— begin Provided information —

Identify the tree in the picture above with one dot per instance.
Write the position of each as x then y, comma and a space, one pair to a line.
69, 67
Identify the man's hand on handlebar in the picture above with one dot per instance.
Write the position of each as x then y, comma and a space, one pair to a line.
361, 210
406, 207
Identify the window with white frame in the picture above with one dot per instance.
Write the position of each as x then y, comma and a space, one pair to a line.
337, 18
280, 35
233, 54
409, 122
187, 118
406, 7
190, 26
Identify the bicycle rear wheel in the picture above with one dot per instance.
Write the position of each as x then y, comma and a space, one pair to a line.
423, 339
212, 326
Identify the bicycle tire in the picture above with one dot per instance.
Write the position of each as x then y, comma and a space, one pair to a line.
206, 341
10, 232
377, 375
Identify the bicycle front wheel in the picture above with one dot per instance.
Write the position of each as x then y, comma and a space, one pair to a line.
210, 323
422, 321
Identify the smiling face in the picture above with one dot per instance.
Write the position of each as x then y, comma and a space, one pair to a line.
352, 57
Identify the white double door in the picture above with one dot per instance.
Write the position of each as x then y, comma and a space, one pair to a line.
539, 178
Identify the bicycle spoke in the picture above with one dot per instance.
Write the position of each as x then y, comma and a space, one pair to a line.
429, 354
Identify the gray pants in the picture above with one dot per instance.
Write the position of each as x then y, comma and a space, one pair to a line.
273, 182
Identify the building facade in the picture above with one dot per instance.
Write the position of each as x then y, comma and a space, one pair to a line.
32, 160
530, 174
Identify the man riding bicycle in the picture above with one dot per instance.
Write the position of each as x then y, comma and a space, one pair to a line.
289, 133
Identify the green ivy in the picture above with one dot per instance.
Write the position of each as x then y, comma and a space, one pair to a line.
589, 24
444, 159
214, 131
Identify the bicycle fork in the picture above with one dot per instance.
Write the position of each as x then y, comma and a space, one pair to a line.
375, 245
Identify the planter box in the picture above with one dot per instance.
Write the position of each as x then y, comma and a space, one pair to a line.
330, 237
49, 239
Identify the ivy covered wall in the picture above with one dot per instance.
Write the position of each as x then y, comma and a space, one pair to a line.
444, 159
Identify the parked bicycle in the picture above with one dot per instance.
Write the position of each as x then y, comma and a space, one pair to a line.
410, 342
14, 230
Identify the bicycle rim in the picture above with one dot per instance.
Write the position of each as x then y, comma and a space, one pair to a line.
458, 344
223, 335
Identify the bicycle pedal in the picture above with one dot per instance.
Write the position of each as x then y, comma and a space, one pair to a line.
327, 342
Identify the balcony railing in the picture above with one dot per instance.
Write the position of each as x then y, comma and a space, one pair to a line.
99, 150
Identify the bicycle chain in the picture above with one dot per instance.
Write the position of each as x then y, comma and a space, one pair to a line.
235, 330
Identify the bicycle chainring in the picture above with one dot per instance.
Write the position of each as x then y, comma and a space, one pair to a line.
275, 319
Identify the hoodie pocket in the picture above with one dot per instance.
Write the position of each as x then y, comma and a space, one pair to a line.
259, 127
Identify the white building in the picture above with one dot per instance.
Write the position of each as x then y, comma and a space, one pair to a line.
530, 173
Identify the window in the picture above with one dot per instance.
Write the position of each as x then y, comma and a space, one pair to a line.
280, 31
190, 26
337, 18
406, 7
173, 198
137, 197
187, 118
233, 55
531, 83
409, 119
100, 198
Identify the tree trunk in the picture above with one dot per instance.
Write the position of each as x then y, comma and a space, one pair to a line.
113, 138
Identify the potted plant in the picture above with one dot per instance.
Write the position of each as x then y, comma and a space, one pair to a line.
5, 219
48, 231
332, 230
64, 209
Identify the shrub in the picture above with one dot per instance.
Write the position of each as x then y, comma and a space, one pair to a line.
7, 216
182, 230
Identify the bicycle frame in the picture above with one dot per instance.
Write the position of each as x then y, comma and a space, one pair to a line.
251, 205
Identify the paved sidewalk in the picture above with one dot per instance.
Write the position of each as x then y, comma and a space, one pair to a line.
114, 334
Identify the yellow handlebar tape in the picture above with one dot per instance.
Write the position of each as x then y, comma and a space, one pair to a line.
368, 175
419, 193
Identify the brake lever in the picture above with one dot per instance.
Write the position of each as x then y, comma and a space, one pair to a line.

— end Provided information —

Directions for this task:
Recite the full listing above exactly.

The solution:
Identify the tree in the picture above with one dot per instance.
Write the position of each as x then y, comma and a space, one pair to a line.
69, 67
Identify the man's hand on handlebar in the picture above with one dot per instance.
Write the position of each as x then y, comma and a space, one pair to a line.
361, 210
406, 207
Identify the window with white frame in the picture above with one dot per instance.
Write the position of each as x then y, comma and a space, one pair to a line.
337, 18
280, 35
233, 54
409, 122
187, 118
406, 7
190, 26
Identify the bicycle rear wheel in the picture above with one dot per instance.
Write the position of each as x then y, comma and a space, one pair to a line.
423, 339
212, 326
Identify the bicycle tire in the picture above with one dot per instance.
Write the position of each as x then y, comma and a space, one pair to a line.
206, 341
10, 232
377, 375
Identify the bicycle front wheel in the picture above with one dot per instance.
Write the position of each as x then y, comma and a space, one pair to a line.
210, 323
422, 321
Identify the smiling face in the picture above with one dot per instance.
Write the position of each as x then y, comma and a space, one pair to a line.
352, 57
Identify the white double door in the picture above with one dot per instance.
Write the position of each as x then y, comma and a space, one pair to a line.
539, 178
Identify the bicycle spoke in the picture above with one dot per instance.
Write the position of each as x then y, comma and a space, one pair to a line.
429, 354
Identify the gray pants in the picture above with one dot per instance.
Write the position of each as x then y, comma and a space, one pair to a line.
273, 182
Identify the building facade in the picture above with one dot per instance.
Write the position of each as x then y, comma and a space, one pair to a line.
32, 160
530, 174
Identify the man riding bicycle in the picture above with one dot per instance.
Write the position of each as x then y, comma and a space, one pair to a line.
289, 133
Identify the green ivy in the picture above with one dot per instance.
Write the position of each as x then y, comma and a space, one pair to a line.
589, 24
444, 159
214, 131
Identify the bicycle fork in the picture above with one dot per instance.
Write the position of each as x then y, comma and a space, one pair to a line.
375, 245
Identify the planter box in the picture above with one dot per instance.
Write the position of each as x then y, comma and a space, one pair to a line.
330, 237
49, 239
Identify the ivy covered wall in the picture above with one dot per instance.
Write the position of each as x then y, comma and a space, one pair to a line.
444, 159
Identify the parked bicycle in the picture above with one dot per instance.
Write the position of each as x then y, comma and a space, one pair to a line.
410, 342
14, 230
Identify the bicycle rim in the picture above with one dot per instance.
Write the position of each as x then y, comma and a space, one pair to a line.
458, 344
223, 335
Identify the bicycle pedal in the picture above with one dot per instance.
Write the position of each as x then y, comma and a space, one pair to a line.
327, 342
Identify the balcony railing in the picture above with one dot per instance.
Write the position of each as x then y, comma and a space, one pair to a line.
99, 150
Identify the bicycle chain in the picture above with one dot per instance.
Write the position of each as x then y, comma and a space, one pair to a line.
235, 330
Identify the bicycle chainring in the picture above with one dot per instance.
Write the position of each as x then y, comma and a space, one pair to a line.
275, 319
Identify the hoodie pocket in the picture above with one dot per instance.
Write the position of each as x then y, comma and a space, one pair to a line.
259, 127
Identify the white building in the picture above with one dot per instance.
Write the position of each as x then y, comma and a space, one pair to a line.
530, 173
Identify the window in the picture above with one dot per instance.
Write the position of each as x then y, comma and a space, one pair to a line.
280, 31
190, 26
337, 18
406, 7
173, 198
137, 197
187, 118
233, 55
531, 83
409, 119
100, 198
Identify the tree trunk in the picture above with one dot per instance.
Write the position of each as x then y, comma and a space, one pair to a line.
113, 138
Identify the potted plant in the picture above with one dot per instance.
Write the position of each as x then y, comma and a space, one pair to a line.
5, 219
48, 231
332, 230
64, 209
Identify the shrub in the picture above with one dot per instance.
Write the position of each as x then y, comma and a space, one pair to a line.
7, 216
182, 230
Identify the bicycle frame in the picture above with one dot per instance.
Write the position of each as x then y, comma and a space, one pair to a line.
251, 205
Identify the paved sidewalk in the picture above with one dot per instance.
Write the position of each as x then y, comma and a space, one pair to a line.
114, 334
Identify the yellow handlebar tape in the picture above with one dot per instance.
Write the position of each as x then y, comma and a space, one pair to a line.
368, 175
419, 193
Identify the brake lever in the picture above with one dot per instance.
Write the position of each as x then y, comma and a space, one pair to a line.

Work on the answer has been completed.